§ ACTIVITY
Excluding pictures, retype exactly the lines from the one with "For each instance of the blue sky, place" through the end of the records that follow.

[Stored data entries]
###

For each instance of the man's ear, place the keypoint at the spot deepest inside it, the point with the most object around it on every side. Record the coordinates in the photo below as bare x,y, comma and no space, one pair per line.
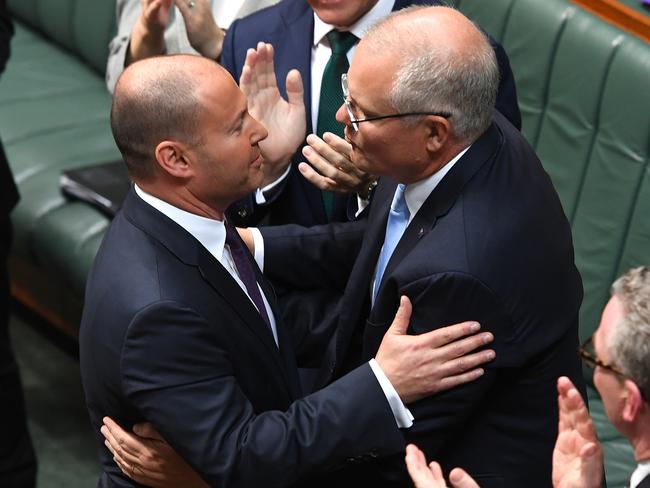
633,401
174,159
438,131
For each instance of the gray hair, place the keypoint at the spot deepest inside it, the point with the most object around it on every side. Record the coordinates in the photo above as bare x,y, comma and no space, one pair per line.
436,77
629,343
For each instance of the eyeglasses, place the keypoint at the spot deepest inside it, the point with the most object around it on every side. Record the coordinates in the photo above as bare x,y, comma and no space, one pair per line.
588,355
351,108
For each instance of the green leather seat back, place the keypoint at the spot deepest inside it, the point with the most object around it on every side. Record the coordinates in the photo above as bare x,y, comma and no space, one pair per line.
83,27
584,94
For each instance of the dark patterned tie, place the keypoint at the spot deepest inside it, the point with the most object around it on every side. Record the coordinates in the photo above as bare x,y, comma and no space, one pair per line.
331,95
245,269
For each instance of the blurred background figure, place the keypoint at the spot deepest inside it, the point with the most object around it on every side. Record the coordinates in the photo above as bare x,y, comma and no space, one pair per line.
17,458
152,27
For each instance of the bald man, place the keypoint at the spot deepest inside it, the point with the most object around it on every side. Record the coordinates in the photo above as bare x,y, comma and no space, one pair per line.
467,224
179,327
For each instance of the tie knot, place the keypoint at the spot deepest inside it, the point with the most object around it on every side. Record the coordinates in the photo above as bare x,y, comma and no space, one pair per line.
341,41
399,202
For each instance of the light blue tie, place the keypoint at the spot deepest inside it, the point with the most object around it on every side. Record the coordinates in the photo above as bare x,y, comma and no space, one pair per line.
397,221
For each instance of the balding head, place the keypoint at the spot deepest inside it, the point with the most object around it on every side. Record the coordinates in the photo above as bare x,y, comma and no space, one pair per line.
156,99
445,63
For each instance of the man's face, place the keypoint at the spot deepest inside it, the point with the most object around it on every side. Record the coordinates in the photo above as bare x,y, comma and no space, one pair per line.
609,384
387,147
227,162
341,13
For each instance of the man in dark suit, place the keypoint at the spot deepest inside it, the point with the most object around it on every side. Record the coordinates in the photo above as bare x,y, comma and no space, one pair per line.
618,352
475,230
17,458
179,328
298,31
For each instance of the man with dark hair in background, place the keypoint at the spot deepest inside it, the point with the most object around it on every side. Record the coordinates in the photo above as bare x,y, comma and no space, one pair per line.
17,458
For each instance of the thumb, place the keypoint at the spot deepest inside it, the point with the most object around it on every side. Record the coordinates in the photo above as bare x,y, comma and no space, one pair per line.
147,431
295,89
402,317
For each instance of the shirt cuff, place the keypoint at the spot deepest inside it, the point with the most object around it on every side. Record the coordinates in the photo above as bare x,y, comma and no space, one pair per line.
258,242
402,415
260,198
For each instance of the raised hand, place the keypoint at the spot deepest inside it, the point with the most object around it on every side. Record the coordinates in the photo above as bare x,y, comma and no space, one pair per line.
146,458
284,119
331,168
430,476
202,31
148,35
577,457
421,365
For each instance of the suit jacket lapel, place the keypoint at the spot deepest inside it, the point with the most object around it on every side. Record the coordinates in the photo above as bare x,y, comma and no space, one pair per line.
445,195
187,249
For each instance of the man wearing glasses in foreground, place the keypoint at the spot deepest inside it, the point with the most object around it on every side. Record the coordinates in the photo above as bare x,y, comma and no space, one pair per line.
475,230
619,353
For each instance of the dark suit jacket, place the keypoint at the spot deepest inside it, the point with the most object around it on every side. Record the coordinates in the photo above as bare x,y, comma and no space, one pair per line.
289,27
491,243
169,337
8,190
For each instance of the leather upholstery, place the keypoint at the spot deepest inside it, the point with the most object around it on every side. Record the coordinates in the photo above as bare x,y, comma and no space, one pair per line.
584,99
54,115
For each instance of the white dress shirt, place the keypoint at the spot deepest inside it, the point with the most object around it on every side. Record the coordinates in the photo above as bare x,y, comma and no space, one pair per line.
642,470
212,235
321,50
416,194
320,55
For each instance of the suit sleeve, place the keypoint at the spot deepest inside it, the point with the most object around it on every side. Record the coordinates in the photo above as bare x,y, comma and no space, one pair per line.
181,380
312,257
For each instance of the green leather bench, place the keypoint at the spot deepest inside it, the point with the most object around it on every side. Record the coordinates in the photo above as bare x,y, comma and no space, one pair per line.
54,115
584,95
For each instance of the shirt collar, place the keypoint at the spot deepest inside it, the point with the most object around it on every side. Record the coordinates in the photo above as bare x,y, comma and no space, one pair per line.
209,232
381,9
417,193
642,470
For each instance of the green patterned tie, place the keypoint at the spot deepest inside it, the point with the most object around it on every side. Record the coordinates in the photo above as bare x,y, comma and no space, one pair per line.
331,95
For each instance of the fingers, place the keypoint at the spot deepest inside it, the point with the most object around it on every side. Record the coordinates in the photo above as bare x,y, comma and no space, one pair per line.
147,431
422,475
295,89
120,443
402,317
332,169
248,80
463,346
460,479
449,382
446,335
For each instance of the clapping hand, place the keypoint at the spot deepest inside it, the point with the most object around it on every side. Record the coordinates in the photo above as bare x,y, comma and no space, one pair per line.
331,168
202,31
284,119
430,476
577,457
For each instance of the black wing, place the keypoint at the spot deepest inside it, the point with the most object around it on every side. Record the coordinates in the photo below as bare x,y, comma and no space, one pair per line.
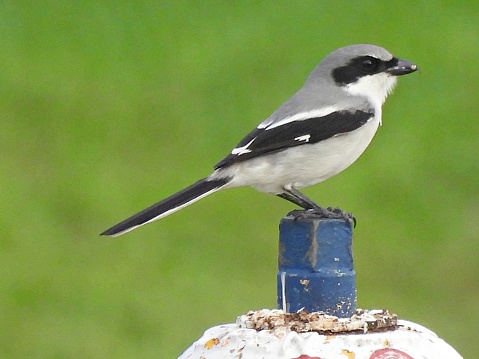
270,139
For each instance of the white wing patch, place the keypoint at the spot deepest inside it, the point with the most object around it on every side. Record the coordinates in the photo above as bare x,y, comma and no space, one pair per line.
242,150
304,138
269,124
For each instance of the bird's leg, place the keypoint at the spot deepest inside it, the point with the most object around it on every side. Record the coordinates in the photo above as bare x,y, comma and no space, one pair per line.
296,197
298,201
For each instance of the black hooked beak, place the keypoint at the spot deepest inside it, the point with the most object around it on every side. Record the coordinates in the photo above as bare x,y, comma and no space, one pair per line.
401,67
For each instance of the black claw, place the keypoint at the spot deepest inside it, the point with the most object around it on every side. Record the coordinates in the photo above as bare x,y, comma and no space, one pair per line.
320,212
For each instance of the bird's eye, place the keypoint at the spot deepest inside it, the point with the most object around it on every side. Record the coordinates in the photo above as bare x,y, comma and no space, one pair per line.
370,64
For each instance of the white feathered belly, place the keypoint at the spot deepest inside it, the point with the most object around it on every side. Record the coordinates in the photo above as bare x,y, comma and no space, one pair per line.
303,165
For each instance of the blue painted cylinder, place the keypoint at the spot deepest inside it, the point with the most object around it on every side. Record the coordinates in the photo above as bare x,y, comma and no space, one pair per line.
315,266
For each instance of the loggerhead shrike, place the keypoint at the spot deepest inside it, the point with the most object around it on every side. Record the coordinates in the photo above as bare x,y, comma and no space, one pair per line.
317,133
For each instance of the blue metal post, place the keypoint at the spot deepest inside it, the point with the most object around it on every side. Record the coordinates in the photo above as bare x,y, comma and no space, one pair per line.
316,266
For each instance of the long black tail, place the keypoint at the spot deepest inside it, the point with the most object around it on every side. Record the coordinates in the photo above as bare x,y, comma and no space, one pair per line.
179,200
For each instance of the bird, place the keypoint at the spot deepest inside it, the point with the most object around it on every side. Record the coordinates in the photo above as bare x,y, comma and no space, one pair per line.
317,133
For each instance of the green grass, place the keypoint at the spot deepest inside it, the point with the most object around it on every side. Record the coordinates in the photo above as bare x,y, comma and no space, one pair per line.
106,108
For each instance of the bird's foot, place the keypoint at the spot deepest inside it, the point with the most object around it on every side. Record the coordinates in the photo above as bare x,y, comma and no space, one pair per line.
321,212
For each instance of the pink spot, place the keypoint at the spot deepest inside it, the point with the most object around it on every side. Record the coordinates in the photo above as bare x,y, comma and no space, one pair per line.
388,353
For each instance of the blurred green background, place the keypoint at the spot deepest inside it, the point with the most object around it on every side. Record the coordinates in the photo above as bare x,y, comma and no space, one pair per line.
107,107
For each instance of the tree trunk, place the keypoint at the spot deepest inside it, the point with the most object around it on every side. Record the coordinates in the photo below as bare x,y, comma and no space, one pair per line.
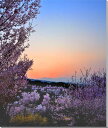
4,117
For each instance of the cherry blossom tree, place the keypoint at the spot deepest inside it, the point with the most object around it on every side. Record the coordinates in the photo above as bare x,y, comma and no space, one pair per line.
16,18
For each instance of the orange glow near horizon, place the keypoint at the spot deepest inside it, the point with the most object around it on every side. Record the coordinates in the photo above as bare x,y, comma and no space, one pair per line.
53,66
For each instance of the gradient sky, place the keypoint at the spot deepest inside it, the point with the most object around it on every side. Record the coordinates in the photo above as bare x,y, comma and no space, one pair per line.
70,34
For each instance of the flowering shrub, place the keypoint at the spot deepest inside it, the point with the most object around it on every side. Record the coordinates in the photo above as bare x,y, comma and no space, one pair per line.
78,107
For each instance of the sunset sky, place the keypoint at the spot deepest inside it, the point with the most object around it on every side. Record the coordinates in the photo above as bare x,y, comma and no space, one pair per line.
70,35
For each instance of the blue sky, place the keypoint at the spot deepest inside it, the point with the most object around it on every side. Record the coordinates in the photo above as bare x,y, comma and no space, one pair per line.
70,34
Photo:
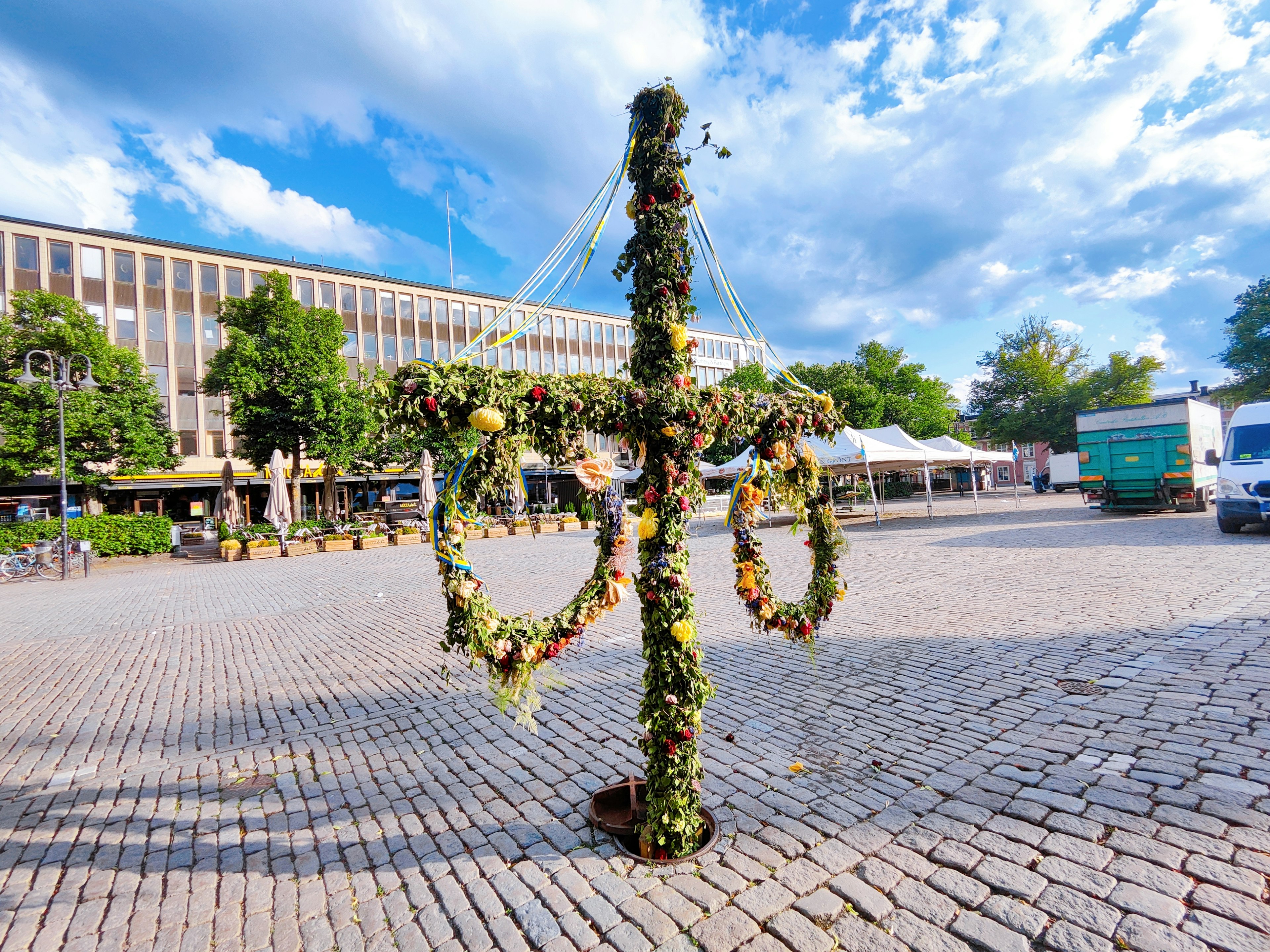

###

§ ANSWER TO THE PROBLEM
For each instance of the blue sky, place the keypoint at the spot deepest inside it, the point with the most object around it on every side. Record the coordinates in the photo above as bare x,y, comma and no space, one pair per line.
70,34
Photo:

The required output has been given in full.